-- WHAT IS REQUIRED --
Starting with the first line of the items below and going on through the line with "left=213, top=88, right=237, bottom=119", recast those lines as a numbered list, omitting blank lines. Leave the pictures out of your answer.

-- LISTED ENTRIES --
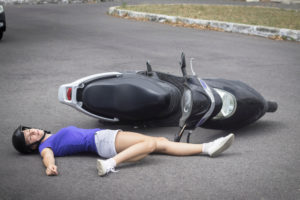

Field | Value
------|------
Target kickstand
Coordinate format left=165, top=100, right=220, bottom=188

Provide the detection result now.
left=174, top=124, right=186, bottom=142
left=186, top=131, right=193, bottom=143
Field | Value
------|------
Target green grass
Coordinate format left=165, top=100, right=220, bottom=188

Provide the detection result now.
left=122, top=4, right=300, bottom=30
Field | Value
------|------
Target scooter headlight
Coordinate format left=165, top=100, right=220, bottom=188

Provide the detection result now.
left=213, top=88, right=237, bottom=119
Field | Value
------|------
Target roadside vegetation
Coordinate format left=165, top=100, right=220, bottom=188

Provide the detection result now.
left=121, top=4, right=300, bottom=30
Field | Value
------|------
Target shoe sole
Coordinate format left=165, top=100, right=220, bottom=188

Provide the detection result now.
left=97, top=159, right=105, bottom=176
left=210, top=133, right=234, bottom=157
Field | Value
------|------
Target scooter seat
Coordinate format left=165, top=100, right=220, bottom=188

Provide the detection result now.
left=82, top=75, right=181, bottom=121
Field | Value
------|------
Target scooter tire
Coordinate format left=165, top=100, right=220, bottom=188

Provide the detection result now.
left=267, top=101, right=278, bottom=112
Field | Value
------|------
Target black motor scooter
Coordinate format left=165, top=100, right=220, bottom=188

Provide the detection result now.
left=58, top=53, right=277, bottom=142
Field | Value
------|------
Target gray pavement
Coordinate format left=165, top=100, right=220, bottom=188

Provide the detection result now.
left=0, top=2, right=300, bottom=200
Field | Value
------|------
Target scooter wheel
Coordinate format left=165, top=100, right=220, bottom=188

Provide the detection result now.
left=267, top=101, right=278, bottom=112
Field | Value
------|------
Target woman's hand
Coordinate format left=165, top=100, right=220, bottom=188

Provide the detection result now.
left=46, top=165, right=58, bottom=176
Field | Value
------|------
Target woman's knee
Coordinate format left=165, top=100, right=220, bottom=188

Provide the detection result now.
left=145, top=139, right=157, bottom=153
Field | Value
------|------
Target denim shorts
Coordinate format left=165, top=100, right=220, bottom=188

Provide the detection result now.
left=95, top=129, right=120, bottom=158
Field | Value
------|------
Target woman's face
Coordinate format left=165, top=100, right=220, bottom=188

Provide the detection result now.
left=23, top=128, right=44, bottom=146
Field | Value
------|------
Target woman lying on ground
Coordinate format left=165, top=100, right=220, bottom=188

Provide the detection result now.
left=12, top=126, right=234, bottom=176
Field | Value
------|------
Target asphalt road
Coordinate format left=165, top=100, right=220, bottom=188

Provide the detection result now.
left=0, top=2, right=300, bottom=200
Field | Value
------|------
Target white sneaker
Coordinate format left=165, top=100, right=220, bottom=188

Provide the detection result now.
left=203, top=133, right=234, bottom=157
left=97, top=159, right=117, bottom=176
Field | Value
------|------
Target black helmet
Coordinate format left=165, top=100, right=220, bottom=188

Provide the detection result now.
left=12, top=125, right=50, bottom=154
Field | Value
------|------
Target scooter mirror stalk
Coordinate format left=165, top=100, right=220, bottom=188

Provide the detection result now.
left=180, top=52, right=187, bottom=77
left=146, top=60, right=153, bottom=76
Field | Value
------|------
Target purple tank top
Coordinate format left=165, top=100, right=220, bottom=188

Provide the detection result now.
left=39, top=126, right=101, bottom=156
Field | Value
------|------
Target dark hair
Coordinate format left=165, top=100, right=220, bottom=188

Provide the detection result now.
left=12, top=125, right=50, bottom=154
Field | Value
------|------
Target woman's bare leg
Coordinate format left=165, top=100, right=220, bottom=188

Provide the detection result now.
left=114, top=131, right=202, bottom=165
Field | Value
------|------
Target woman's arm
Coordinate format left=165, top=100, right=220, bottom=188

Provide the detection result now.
left=41, top=148, right=58, bottom=176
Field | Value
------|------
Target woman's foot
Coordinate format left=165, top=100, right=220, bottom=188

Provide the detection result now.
left=202, top=133, right=234, bottom=157
left=97, top=159, right=117, bottom=176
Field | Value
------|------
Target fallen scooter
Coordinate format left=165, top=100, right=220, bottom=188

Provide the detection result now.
left=58, top=53, right=278, bottom=142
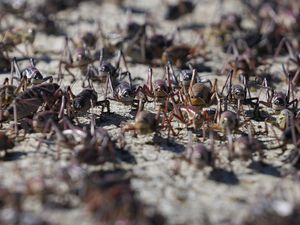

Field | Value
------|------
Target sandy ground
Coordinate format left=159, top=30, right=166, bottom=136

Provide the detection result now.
left=0, top=0, right=300, bottom=225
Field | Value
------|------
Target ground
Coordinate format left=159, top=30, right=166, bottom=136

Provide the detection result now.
left=0, top=0, right=300, bottom=225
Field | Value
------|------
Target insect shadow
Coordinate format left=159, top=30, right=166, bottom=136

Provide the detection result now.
left=248, top=161, right=281, bottom=177
left=153, top=135, right=185, bottom=154
left=0, top=151, right=27, bottom=161
left=95, top=112, right=132, bottom=126
left=208, top=168, right=240, bottom=185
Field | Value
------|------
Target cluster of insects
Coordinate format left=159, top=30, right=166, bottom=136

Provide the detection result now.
left=0, top=0, right=300, bottom=224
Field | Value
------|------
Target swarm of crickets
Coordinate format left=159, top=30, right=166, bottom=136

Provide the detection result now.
left=0, top=0, right=300, bottom=224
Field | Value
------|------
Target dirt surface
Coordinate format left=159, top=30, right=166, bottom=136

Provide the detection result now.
left=0, top=0, right=300, bottom=225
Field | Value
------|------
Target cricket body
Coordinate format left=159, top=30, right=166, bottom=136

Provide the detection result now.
left=3, top=83, right=60, bottom=120
left=122, top=111, right=159, bottom=134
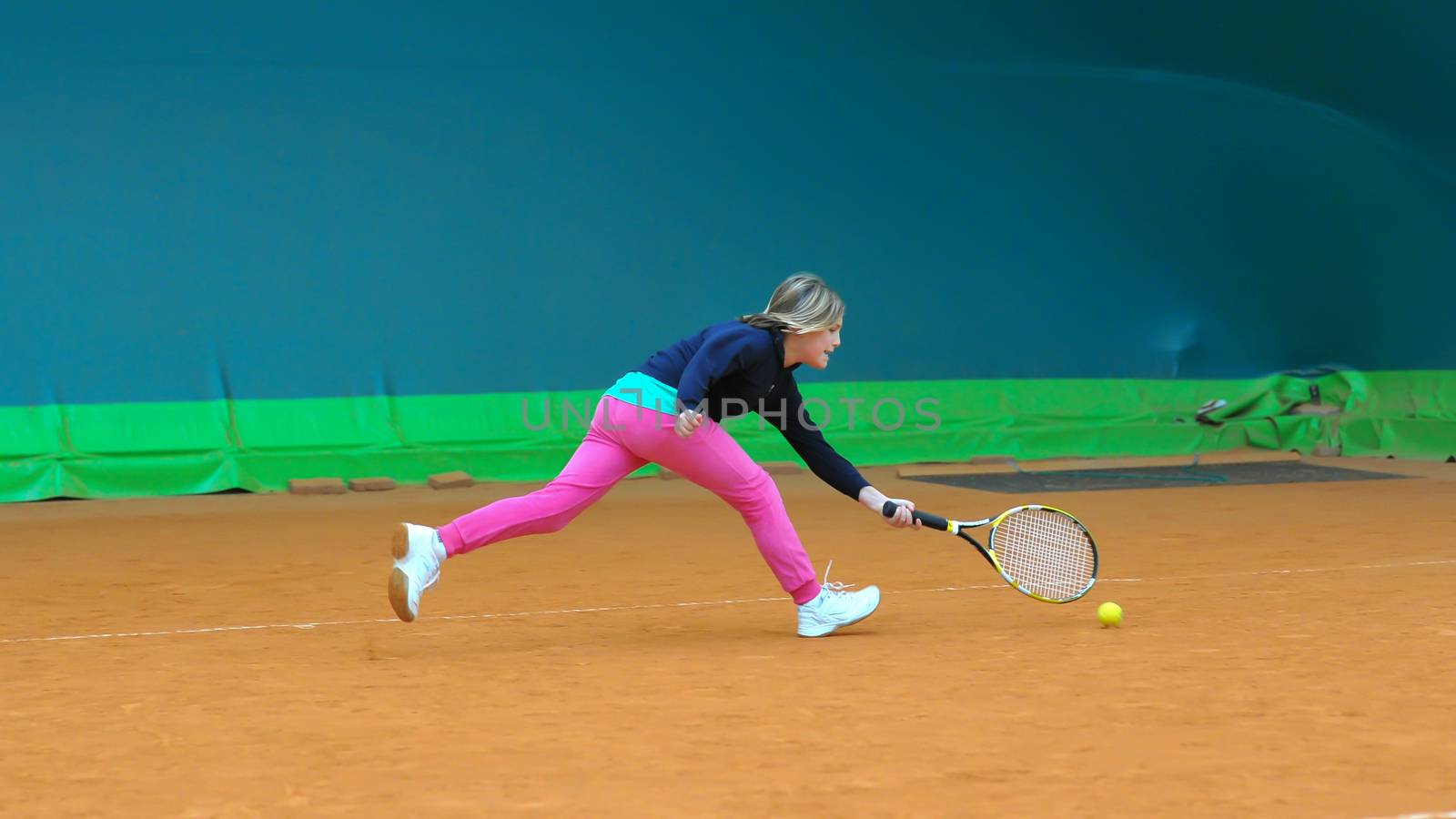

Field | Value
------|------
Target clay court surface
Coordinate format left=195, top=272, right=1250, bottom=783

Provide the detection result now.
left=0, top=459, right=1456, bottom=817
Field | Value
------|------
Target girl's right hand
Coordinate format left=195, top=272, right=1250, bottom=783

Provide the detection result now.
left=672, top=410, right=703, bottom=439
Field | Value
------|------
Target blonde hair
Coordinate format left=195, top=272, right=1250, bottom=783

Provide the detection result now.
left=738, top=272, right=844, bottom=334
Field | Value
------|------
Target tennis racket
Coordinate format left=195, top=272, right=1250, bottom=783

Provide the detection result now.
left=881, top=500, right=1097, bottom=603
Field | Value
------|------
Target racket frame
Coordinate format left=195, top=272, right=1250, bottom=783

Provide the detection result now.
left=885, top=502, right=1097, bottom=605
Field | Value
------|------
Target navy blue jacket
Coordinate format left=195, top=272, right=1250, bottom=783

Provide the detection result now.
left=639, top=320, right=869, bottom=499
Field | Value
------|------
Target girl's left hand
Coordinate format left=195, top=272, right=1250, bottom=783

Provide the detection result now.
left=885, top=497, right=920, bottom=529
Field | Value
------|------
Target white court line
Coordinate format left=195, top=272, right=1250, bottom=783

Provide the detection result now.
left=0, top=558, right=1456, bottom=643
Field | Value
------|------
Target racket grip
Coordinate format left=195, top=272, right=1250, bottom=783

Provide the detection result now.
left=879, top=500, right=951, bottom=532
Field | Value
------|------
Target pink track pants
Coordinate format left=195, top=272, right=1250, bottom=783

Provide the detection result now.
left=440, top=397, right=820, bottom=603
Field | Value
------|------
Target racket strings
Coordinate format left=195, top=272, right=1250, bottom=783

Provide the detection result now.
left=992, top=509, right=1097, bottom=601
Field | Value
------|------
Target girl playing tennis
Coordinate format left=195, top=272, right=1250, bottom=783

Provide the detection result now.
left=389, top=274, right=920, bottom=637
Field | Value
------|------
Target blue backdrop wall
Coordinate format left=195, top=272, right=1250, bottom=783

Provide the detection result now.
left=0, top=0, right=1456, bottom=405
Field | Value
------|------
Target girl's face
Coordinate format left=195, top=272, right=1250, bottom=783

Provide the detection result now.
left=784, top=322, right=844, bottom=370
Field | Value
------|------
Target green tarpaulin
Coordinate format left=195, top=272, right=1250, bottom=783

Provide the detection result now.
left=0, top=370, right=1456, bottom=501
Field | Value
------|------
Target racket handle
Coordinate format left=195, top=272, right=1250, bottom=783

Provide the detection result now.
left=879, top=500, right=951, bottom=532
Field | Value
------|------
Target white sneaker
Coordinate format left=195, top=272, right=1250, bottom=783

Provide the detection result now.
left=389, top=523, right=446, bottom=622
left=799, top=561, right=879, bottom=637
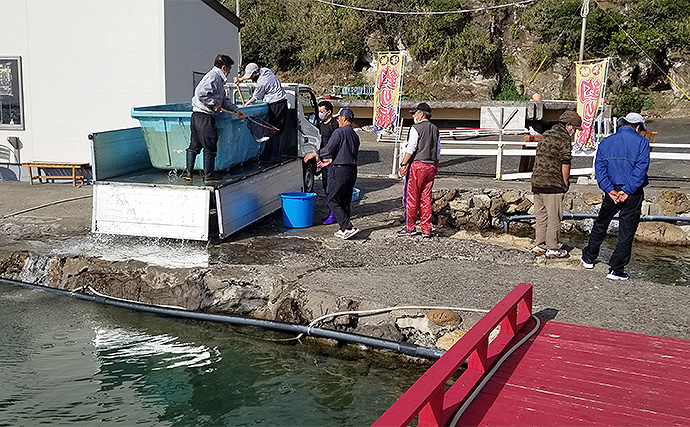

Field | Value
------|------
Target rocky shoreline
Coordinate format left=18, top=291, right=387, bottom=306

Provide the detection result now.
left=0, top=179, right=690, bottom=354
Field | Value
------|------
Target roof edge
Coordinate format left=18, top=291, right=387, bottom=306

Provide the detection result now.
left=201, top=0, right=242, bottom=29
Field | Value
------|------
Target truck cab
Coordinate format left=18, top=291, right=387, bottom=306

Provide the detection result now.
left=225, top=83, right=321, bottom=192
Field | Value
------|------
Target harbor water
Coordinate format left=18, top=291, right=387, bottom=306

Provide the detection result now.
left=0, top=283, right=427, bottom=426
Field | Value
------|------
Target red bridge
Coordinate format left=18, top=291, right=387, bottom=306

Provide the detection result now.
left=374, top=283, right=690, bottom=426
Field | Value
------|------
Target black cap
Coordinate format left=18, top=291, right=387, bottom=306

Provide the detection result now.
left=410, top=102, right=431, bottom=114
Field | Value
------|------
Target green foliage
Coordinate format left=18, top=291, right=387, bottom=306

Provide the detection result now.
left=510, top=22, right=520, bottom=40
left=433, top=27, right=498, bottom=77
left=611, top=82, right=651, bottom=117
left=495, top=74, right=527, bottom=101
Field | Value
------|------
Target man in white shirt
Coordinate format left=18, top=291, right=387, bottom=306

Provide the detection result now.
left=398, top=102, right=441, bottom=237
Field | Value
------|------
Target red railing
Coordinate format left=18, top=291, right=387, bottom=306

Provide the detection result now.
left=373, top=283, right=532, bottom=426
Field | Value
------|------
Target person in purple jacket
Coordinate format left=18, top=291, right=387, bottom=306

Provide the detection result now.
left=582, top=113, right=649, bottom=280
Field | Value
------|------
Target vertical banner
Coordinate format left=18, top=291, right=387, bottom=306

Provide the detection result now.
left=573, top=58, right=608, bottom=152
left=373, top=52, right=405, bottom=135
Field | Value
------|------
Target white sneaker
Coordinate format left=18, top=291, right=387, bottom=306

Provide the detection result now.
left=340, top=227, right=359, bottom=240
left=580, top=258, right=594, bottom=270
left=606, top=271, right=630, bottom=280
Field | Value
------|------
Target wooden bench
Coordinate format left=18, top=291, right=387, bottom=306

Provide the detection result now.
left=22, top=162, right=89, bottom=187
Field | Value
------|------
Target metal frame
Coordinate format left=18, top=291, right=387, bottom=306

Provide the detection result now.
left=373, top=283, right=532, bottom=426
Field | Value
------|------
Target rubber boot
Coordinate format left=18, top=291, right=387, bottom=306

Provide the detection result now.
left=204, top=153, right=221, bottom=184
left=323, top=211, right=338, bottom=225
left=182, top=150, right=196, bottom=181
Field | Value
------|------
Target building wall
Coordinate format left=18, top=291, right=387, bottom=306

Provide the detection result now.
left=0, top=0, right=237, bottom=174
left=164, top=0, right=239, bottom=102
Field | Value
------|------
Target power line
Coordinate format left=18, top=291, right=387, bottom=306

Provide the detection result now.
left=316, top=0, right=536, bottom=15
left=594, top=0, right=690, bottom=99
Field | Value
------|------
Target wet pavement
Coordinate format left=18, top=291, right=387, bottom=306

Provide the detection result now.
left=0, top=123, right=690, bottom=339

-- THE REPLY --
1. Field | Value
2. ------|------
3. Target kickstand
4. Coordinate format left=165, top=100, right=220, bottom=188
5. Provide the detection result now.
6. left=174, top=124, right=186, bottom=142
7. left=186, top=131, right=193, bottom=143
8. Field | Value
9. ------|------
10. Target green grass
11. Coordinate format left=165, top=100, right=220, bottom=188
12. Provide the detection result now.
13. left=122, top=4, right=300, bottom=30
14. Field | Value
15. ------|------
16. Target scooter headlight
17. Coordinate format left=165, top=100, right=220, bottom=188
18. Provide the detection result now.
19. left=213, top=88, right=237, bottom=119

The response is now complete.